● Directions
Summarize the passage on Pakistan-China relations below in two sentences.

● Reading passage
= = = = =
Pakistan-China Relations. Pakistan and China have had long-standing strategic ties. China is Paki­stan's largest defense supplier, and the Chinese view Pakistan as a useful counterweight to Indian power in the region. In the run-up to Chinese President Hu Jin­tao's visit to Pakistan last November, media reports speculated that Beijing would sign a major nuclear energy cooperation agreement with Pakistan.[10]
In the end, however, the Chinese leader provided a general pledge of support to Pakistan's nuclear energy program but refrained from announcing plans to supply new nuclear reactors. China has helped Pakistan build two nuclear reactors at the Chasma site in the Punjab Province and has provid­ed Pakistan with nuclear technology as far back as the 1970s. China also is helping Pakistan develop a deep-sea port at Gwadar in the Pakistani province of Baluchistan, near the mouth of the Persian Gulf.
= = = = =
● Dataset extract
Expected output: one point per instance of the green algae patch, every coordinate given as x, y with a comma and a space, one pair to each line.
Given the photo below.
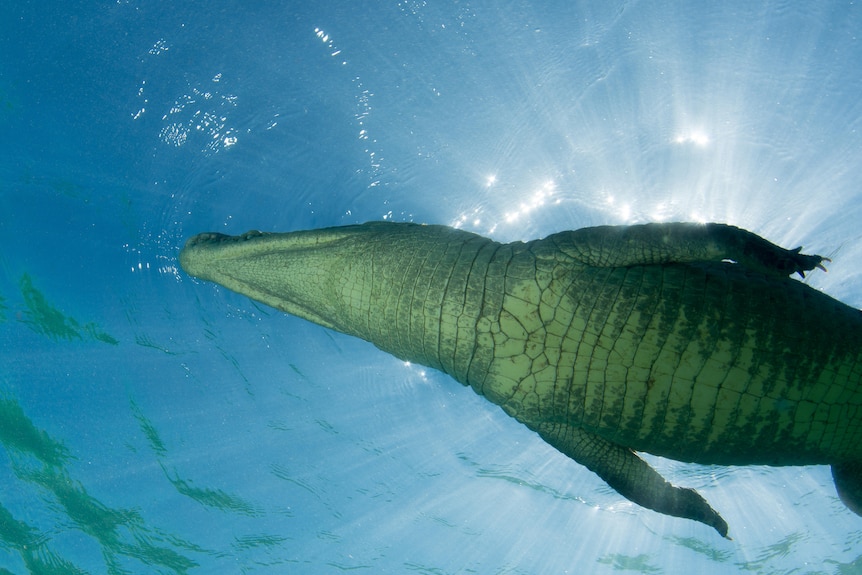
= = = = =
● Problem solution
Pakistan and China have long-standing strategic ties: China is Pakistan's largest defense supplier and views Pakistan as a useful counterweight to Indian power in the region. Although media reports speculated that Beijing would sign a major nuclear energy agreement during President Hu Jintao's visit, he offered only a general pledge of support without announcing new reactors, while China has helped build two reactors at Chasma, has provided nuclear technology since the 1970s, and is helping develop a deep-sea port at Gwadar.